*** Material for the task ***

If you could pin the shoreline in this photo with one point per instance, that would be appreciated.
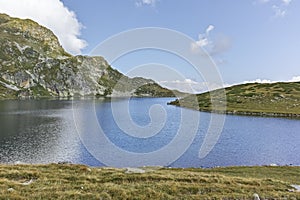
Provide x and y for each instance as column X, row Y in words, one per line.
column 69, row 181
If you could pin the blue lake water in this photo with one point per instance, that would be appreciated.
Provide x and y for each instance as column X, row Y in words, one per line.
column 46, row 131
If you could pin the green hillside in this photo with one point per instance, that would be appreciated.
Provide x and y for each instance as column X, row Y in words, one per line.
column 276, row 99
column 81, row 182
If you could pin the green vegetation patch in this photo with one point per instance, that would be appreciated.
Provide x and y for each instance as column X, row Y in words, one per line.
column 57, row 181
column 276, row 99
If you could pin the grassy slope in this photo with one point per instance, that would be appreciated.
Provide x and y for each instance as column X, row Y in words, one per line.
column 80, row 182
column 253, row 98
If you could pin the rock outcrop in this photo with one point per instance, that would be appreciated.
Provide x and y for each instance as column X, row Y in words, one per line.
column 34, row 64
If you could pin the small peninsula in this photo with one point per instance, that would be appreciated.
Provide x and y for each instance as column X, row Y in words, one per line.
column 280, row 99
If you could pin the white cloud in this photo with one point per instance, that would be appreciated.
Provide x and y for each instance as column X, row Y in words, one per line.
column 51, row 14
column 287, row 2
column 209, row 29
column 203, row 39
column 280, row 8
column 213, row 47
column 278, row 11
column 140, row 3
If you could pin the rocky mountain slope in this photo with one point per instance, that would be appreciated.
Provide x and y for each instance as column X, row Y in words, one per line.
column 34, row 64
column 276, row 99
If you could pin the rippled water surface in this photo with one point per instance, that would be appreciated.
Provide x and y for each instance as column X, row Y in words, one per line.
column 44, row 131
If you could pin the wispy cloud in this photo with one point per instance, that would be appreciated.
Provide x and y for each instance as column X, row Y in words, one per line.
column 139, row 3
column 214, row 46
column 280, row 8
column 62, row 22
column 203, row 39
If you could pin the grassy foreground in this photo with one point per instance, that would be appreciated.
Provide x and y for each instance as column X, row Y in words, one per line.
column 57, row 181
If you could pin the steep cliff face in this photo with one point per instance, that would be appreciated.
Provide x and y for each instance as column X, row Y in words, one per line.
column 34, row 64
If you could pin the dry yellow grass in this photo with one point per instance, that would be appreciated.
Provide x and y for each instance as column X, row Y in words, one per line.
column 56, row 181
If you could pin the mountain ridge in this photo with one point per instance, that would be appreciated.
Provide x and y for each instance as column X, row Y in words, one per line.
column 33, row 64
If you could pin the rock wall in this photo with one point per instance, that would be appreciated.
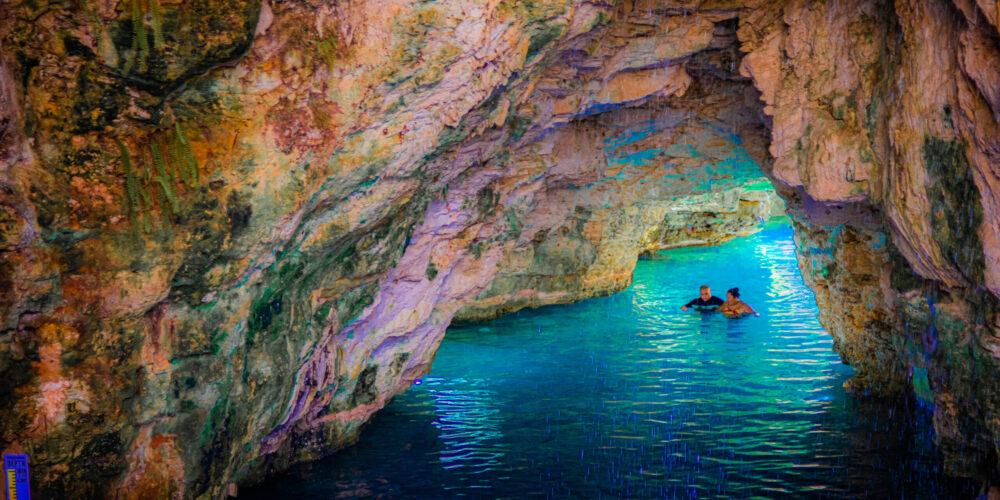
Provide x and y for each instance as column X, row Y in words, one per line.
column 885, row 143
column 231, row 231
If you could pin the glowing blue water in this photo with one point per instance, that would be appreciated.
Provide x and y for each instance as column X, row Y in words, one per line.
column 628, row 397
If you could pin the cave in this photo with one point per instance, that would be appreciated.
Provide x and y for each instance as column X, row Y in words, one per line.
column 231, row 232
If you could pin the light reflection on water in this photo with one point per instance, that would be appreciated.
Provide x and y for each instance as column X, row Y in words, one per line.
column 628, row 397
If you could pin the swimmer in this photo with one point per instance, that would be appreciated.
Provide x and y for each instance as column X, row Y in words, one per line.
column 705, row 302
column 734, row 307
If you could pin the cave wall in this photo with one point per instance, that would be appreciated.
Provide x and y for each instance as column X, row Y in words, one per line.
column 885, row 143
column 231, row 231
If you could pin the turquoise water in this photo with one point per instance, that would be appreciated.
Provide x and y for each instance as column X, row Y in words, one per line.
column 629, row 397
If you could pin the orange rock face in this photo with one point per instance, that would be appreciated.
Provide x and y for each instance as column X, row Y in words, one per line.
column 231, row 231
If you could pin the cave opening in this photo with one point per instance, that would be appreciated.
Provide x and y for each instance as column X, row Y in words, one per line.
column 232, row 232
column 573, row 374
column 627, row 396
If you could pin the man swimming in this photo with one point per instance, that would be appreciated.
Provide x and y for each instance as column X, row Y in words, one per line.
column 734, row 307
column 706, row 302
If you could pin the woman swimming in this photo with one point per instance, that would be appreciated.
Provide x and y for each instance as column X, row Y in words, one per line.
column 734, row 307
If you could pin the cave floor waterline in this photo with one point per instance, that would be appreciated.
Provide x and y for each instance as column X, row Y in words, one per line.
column 629, row 397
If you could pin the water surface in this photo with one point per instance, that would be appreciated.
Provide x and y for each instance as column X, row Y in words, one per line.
column 629, row 397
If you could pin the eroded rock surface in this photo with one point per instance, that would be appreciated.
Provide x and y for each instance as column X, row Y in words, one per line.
column 231, row 231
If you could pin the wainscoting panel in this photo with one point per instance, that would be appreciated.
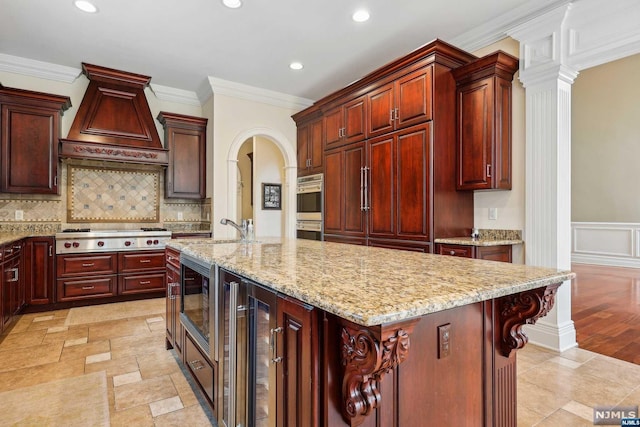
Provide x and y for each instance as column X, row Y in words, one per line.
column 599, row 243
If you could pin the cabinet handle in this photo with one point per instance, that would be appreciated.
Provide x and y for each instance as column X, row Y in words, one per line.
column 272, row 344
column 196, row 365
column 366, row 189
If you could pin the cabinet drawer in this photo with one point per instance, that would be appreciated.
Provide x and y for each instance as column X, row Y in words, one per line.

***

Produce an exact copy of the records above, leaving out the pictures.

- [Exercise response]:
If you could pin the shoreline in this photo with one point per instance, that would be appreciated.
Provide x and y for each instance as column X, row Y in words, one per line.
column 69, row 181
If you could pin the blue lake water in this photo with one point per instance, that would be appreciated.
Provide x and y for each instance as column X, row Y in words, one per line.
column 46, row 131
If you could pin the green hillside in this photo with one point per instance, that would be appreciated.
Provide x and y for each instance as column X, row Y in words, one per line.
column 276, row 99
column 81, row 182
If you could pin the green vegetation patch in this photo with one point per instance, that would be appreciated.
Provide x and y for each instance as column X, row Y in words, one per line.
column 57, row 181
column 276, row 99
If you could pin the grassy slope in this photo with one point per instance, that would be appreciated.
Provide x and y for each instance as column X, row Y in words, one per line.
column 80, row 182
column 253, row 98
If you could pin the rock outcrop in this photo with one point per instance, that would be appreciated.
Provide x and y for each instance as column X, row Y in words, one per line.
column 34, row 64
If you could pin the small peninsula in this photo with one point per instance, that would be appreciated.
Provide x and y for each instance as column X, row Y in words, one per line.
column 280, row 99
If you could pin the white cloud in this photo with one point per instance, that would be appreciated.
Provide x and y for each instance as column X, row Y in words, one per line.
column 51, row 14
column 287, row 2
column 209, row 29
column 203, row 39
column 280, row 8
column 213, row 47
column 278, row 11
column 140, row 3
If you could pin the rocky mountain slope in this photo with one point per instance, that would be appreciated.
Provide x and y for each instance as column X, row Y in words, one per line.
column 34, row 64
column 276, row 99
If you could pin the rippled water surface in this photo with one point per instance, that would be appreciated.
Provide x and y for each instance as column X, row Y in words, one per line.
column 44, row 131
If you could pin the wispy cloud in this photo with one point per instance, that would be appreciated.
Provide x and y for each instance as column X, row Y in words, one per line.
column 139, row 3
column 214, row 46
column 280, row 8
column 62, row 22
column 203, row 39
If you could pin the grassy foreground in this photo with one point per instance, that would be appreciated.
Provide x and y for each instance as column X, row Y in words, one per line.
column 57, row 181
If you could pin the steep cliff face in this photo with one point per instance, that would be appreciated.
Provide x and y for each instance as column X, row Y in words, one per line.
column 34, row 64
If you could pin the dry yellow grass in this photo with one point per instance, that would be appreciated.
Provide x and y for each instance as column X, row Y in words, one per line.
column 56, row 181
If you could pin the mountain ridge in this photo with one point per instance, that would be appreciated.
Provide x and y for each instance as column X, row Y in words, one per line.
column 33, row 64
If you could pin the rock wall in this photo with one point per instance, that would be appreciated.
Provide x and y for each instance as column X, row Y in words, one per line.
column 885, row 143
column 231, row 231
If you could pin the glowing blue water in this photo with one point per instance, that would be appreciated.
Provide x and y for each instance as column X, row Y in words, one per line.
column 628, row 397
If you could pin the cave in this photo with one point per instance, that would be appreciated.
Provide x and y for each instance as column X, row Y in words, one per line.
column 231, row 232
If you could pin the light reflection on water in this photo with one point per instance, that would be appreciated.
Provide x and y for each instance as column X, row Y in words, one per line.
column 628, row 397
If you could pin the swimmer in this photo with one point per instance, that would be appreciated.
Provide x and y for each instance as column X, row Y in words, one per line.
column 705, row 302
column 734, row 307
If you could pin the cave wall in this photo with one point per instance, that would be appreciated.
Provide x and y for each instance as column X, row Y in words, one per line.
column 885, row 143
column 231, row 231
If you could pin the turquoise water in this photo with one point per instance, that would be appreciated.
Provide x and y for each instance as column X, row Y in words, one per line.
column 629, row 397
If you could pin the orange rock face in this photo with one point per instance, that would be appreciated.
Provide x and y for each instance as column X, row Y in words, one per line.
column 231, row 231
If you could pin the cave opening in this photo with one point per instance, that would be appreciated.
Provide x and y for each instance as column X, row Y in words, one per line.
column 232, row 232
column 573, row 374
column 627, row 396
If you could pin the man swimming in this photo with one point per instance, that would be appreciated.
Provide x and y for each instance as column X, row Y in words, one per line.
column 734, row 307
column 706, row 302
If you could pin the woman swimming in this photo with one point per instance, that would be appreciated.
Provide x and y for each instance as column X, row Y in words, one per line.
column 734, row 307
If you could pin the cave floor waterline in this photo with one point per instance, that would be appreciated.
Provide x and y for each instance as column X, row Y in words, one per line.
column 629, row 397
If you could pin the water surface in this photo with one point per instance, that would be appreciated.
Provide x and y for each instance as column X, row Y in words, one per line.
column 629, row 397
If you could pin the eroded rock surface in this photo with one point per instance, that would be appreciated.
Provide x and y for each instance as column X, row Y in words, one per line.
column 231, row 231
If you could pin the wainscoting panel in this photo with one point per instance, that would be appreciated.
Provide x and y for each instance as column X, row Y in words, one per line.
column 599, row 243
If you could pin the cabinet handle in this photo with one point per instance, that would be appreciated.
Provide x and y for each instance as column X, row Y in words, one per line.
column 272, row 344
column 196, row 365
column 366, row 189
If you could pin the cabinet drawer in this photo with one point per instance, that would be appreciated.
Provide x and y for each instance as column X, row Y in words, one per line.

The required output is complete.